### WRITTEN EXERCISE 1
Output the passage from the article on the Tim Tebow Act that begins at the words "This has allowed" and stops after "24 in 2007.", copied word for word.
### WRITTEN EXERCISE 2
Write the next part of the article on the Tim Tebow Act, picking up after its last sentence.

### SOURCE DOCUMENT

Leadership

Tim Tebow Act Has High School Sports Associations Divided, but That’s All Right

By / May 26, 2015 Tim Tebow is inspiring legislation around the country these days. (Jared Wickerham/Getty Images)

The name of the most famous home-schooled athlete is bringing new currency to a debate that’s been going on for decades. With the National Federation of State High School Associations’ membership split on the issue, the group is serving as a venue for discussion.

The name Tim Tebow elicits a wide variety of reactions across the sports and religious communities and the public in general. But for home-schooled high school athletes, the former University of Florida quarterback and Heisman Trophy winner, who himself was home-schooled, is viewed as the perfect role model—one who’s unknowingly aiding home-schooled athletes in a decades-long debate.

This has allowed states to find their own way. At the same time, we … try to assist them in any way that we can, and I think that’s served the high school community well.

That’s because Tebow’s name is attached to legislation in dozens of states that allows home-schooled athletes to participate in sports at their local high school. (The quarterback himself has never publicly commented on the issue.) According to the most recent survey by the National Federation of State High School Associations (NFHS), 30 states had some form of the Tim Tebow Act on their books in 2013—up from 24 in 2007.

### RAW DATA
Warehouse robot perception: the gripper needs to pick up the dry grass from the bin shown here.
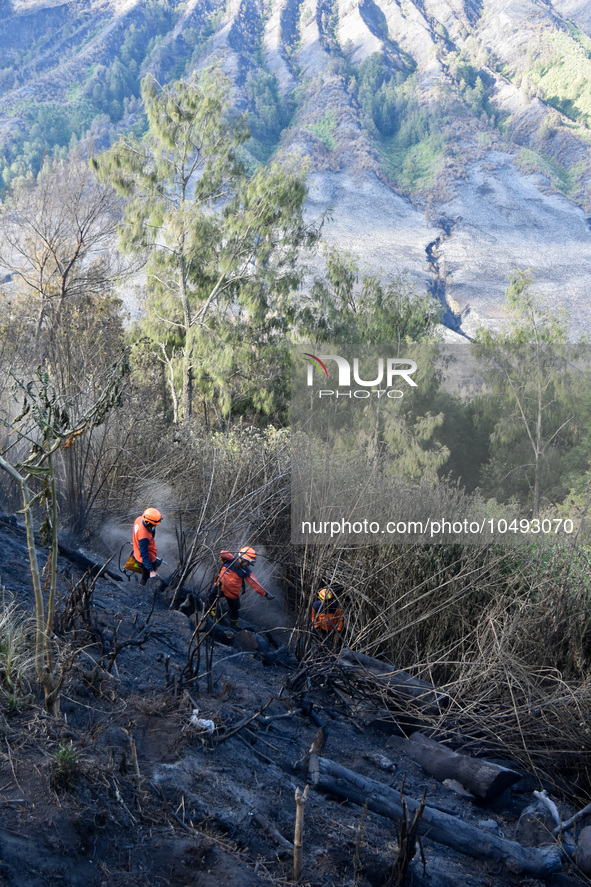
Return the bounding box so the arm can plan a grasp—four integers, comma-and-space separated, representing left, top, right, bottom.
290, 545, 591, 799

### TASK ANSWER 1
This has allowed states to find their own way. At the same time, we … try to assist them in any way that we can, and I think that’s served the high school community well.

That’s because Tebow’s name is attached to legislation in dozens of states that allows home-schooled athletes to participate in sports at their local high school. (The quarterback himself has never publicly commented on the issue.) According to the most recent survey by the National Federation of State High School Associations (NFHS), 30 states had some form of the Tim Tebow Act on their books in 2013—up from 24 in 2007.

### TASK ANSWER 2
Alabama is on the cusp of becoming the next state to adopt the legislation. Its House of Representatives approved the bill earlier this month, and the Senate is set to vote this week.

Despite the legislative trend, not all state or state high school athletic associations are as welcoming to home-schoolers—including Alabama’s high school sports governing body.

NFHS is all right with that.

“When it comes to student eligibility, that’s a state matter—each state has its own autonomy,” said Bob Gardner, NFHS executive director. “Some permit home-school students to play in the district where they reside and have done so for years, and others are very adamant that that’s one of the cardinal principles of why state associations came into existence in the first place—that you need to attend the school before you can play for that school.”

NFHS will not take a formal stance on the matter—Gardner explained that the group sees merit in the arguments on both sides of the issue. Instead, it has served as a venue for members to discuss the topic of home-schooler participation.

“We have had meetings where this has been a topic of discussion, and we’ve had presentations by people who have changed their rules in recent years,” said Gardner. “This has allowed states to find their own way. At the same time, we have a number of national meetings and make recommendations to them and try to assist them in any way that we can, and I think that’s served the high school community well.”

The topic, while in the news now, has been debated in the community for decades, Gardner said.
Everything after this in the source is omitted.